──────── Document text
Considering a single gamble is a bit artificial and "everyone" knows that probabilities only apply to averages of many runs of the "same" event. Even so, why should one assume that the "same" event implies using the same bag of balls each time (with chosen ball returned to bag), rather than a new bag of balls (or totally reconstituted contents) each time (albeit satisfying the specified ball distributions each time)? The analysis of the latter is the same as the one presented in the live page, but the former is what I initially assumed, perhaps because, subconciously, I knew it would be simpler to do in reality.

Most people probably do not choose their risk aversion rationally, especially in a hypothetical problem, but there is a rational attitude to risk, depending on the utility of the payouts to that person. With the above misinterpretted scenario, if, say, a below-average payout had no utility, then the low risk gambles are preferable; but if, say, only above-average payouts have any utility, then high risk gambles are preferable. (Strictly speaking, it may be rational to choose lower expections and various risks (variability) of monetary payout; but in terms of utility function, it is always rational to maximise utility, and risk (variability) of utility is irrelevent (personal preference being subsumed in the personal utility function).

John Newbury 22:36, 22 August 2005 (UTC)

I don't think it was a hypothetical problem. I'm not sure that it was actually $100, and I didn't write that bit, but these sorts of experiments can be done with real payouts. But, maybe we need more details on the experiment, and preferably a cited reference.

Also, why was "30" changed to "20"? I don't know that there were 30 or 20 or 100 red balls, and again I didn't write that bit, but it seems to me that there ought to be half as many red balls as black+yellow balls, making the probability of drawing red 1 in 3. No?

In any case, standard utility theory doesn't countenance any of that sort of thing: you must assign a probability of winning to each gamble, and since there are only two payouts (0 or $100), your choice must be entirely determined by this assignment. I happen to agree that choosing A and D is a reasonable thing to do, but that just makes the paradox stronger, doesn't it? Fool 17:10, 23 August 2005 (UTC)

Sincere apologies for my balls up (or balls down!) of a change. Evidently I cannot read - I presumably thought 60 was the total of all balls.

In this discussion I should have said "artificial" rather than "hypothetical". Some other nonsense: I should have said, "If, say, the change of utility with payout is larger when payout is below average than when above, then low risk gambles are preferable; but if the other way round, then high risk gambles are preferable."

I should use your moniker!

John Newbury 18:02, 16 October 2005 (UTC)

Ambiguity aversion and drama theory

The 'psychological explanation' that has been cut from this page resembles a simple (perhaps too simple) version of the drama-theoretic explanation of ambiguity aversion. I've added a link to this explanation. (I've also corrected the number of red balls from 20 back to 30. 30 is what it should be, without doubt.)
────────────────
> [Tasks]
1. List every date attached to a signature in the ball-gamble discussion.
2. Extract the passage of the ball-gamble discussion from "John Newbury 22:36, 22" up to and including "a cited reference.".
3. According to the final comment in the ball-gamble discussion, how many red balls should there be?
──────── Dataset rows
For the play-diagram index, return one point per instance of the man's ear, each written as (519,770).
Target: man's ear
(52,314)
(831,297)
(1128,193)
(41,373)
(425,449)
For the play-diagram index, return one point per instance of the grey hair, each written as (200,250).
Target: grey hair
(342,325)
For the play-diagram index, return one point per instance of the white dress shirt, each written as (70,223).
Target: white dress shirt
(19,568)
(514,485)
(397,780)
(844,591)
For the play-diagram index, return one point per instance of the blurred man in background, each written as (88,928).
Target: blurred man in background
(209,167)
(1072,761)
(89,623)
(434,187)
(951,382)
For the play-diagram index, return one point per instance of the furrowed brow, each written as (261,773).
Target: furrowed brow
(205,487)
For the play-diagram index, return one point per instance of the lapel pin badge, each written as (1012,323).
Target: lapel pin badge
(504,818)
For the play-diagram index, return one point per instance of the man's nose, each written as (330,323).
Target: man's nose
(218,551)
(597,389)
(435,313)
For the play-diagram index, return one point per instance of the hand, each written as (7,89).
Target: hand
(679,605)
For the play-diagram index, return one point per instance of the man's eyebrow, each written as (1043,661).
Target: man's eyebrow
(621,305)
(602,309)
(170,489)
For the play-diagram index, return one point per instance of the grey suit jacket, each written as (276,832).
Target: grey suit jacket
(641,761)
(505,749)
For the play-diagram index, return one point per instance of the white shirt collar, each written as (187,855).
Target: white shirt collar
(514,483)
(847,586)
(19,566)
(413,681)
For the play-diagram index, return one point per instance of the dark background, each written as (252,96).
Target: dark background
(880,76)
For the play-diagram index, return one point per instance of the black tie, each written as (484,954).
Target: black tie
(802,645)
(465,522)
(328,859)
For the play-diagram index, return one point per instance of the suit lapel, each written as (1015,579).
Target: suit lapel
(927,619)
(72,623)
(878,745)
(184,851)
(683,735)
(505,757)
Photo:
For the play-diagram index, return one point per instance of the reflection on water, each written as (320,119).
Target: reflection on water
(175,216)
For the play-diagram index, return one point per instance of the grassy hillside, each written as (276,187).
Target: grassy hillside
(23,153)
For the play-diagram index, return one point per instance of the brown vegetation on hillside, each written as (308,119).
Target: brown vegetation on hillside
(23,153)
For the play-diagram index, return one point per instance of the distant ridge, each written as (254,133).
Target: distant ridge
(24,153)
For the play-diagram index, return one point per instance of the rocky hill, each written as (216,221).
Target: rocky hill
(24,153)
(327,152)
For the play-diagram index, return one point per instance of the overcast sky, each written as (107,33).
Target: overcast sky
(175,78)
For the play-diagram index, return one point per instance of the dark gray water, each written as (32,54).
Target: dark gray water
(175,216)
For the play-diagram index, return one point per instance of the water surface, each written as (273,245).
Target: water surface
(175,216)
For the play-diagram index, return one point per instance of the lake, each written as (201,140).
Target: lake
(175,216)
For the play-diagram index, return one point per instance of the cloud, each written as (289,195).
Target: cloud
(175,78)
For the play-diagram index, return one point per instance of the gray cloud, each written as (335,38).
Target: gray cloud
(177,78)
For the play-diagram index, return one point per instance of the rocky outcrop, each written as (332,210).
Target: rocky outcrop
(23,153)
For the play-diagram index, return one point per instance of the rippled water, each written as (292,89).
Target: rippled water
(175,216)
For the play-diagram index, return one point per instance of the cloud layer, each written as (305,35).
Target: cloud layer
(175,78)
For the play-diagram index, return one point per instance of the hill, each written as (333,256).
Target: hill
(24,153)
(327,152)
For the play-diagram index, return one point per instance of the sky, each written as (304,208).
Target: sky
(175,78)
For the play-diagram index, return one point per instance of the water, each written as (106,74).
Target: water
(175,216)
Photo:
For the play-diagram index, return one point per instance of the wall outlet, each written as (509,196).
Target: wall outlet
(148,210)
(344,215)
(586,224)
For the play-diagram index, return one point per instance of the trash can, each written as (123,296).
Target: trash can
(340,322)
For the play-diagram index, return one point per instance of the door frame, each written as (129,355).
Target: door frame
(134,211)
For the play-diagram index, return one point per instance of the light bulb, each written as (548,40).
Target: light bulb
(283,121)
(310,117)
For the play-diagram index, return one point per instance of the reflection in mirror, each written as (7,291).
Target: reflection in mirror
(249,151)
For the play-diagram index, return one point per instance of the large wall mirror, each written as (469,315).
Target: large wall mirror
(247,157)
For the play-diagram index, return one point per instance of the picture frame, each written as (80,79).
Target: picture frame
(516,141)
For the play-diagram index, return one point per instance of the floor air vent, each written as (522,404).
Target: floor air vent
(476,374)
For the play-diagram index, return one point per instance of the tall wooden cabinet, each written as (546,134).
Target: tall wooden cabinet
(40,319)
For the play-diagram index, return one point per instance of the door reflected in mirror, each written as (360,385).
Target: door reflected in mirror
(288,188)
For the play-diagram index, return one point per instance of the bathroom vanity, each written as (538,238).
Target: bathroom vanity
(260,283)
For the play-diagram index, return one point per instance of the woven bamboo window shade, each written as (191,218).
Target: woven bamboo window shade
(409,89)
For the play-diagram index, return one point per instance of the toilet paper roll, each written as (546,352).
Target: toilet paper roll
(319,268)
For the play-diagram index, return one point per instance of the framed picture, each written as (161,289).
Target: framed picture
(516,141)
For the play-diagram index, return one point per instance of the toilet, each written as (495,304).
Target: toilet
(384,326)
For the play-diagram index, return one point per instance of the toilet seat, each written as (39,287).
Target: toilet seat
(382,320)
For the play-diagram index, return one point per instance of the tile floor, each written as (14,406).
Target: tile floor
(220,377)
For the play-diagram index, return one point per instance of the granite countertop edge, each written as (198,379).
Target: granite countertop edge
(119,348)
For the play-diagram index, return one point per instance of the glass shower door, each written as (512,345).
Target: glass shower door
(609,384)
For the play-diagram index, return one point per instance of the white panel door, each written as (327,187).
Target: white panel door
────────────────
> [Written answers]
1.
22 August 2005
23 August 2005
16 October 2005

2.
John Newbury 22:36, 22 August 2005 (UTC)

I don't think it was a hypothetical problem. I'm not sure that it was actually $100, and I didn't write that bit, but these sorts of experiments can be done with real payouts. But, maybe we need more details on the experiment, and preferably a cited reference.

3. 30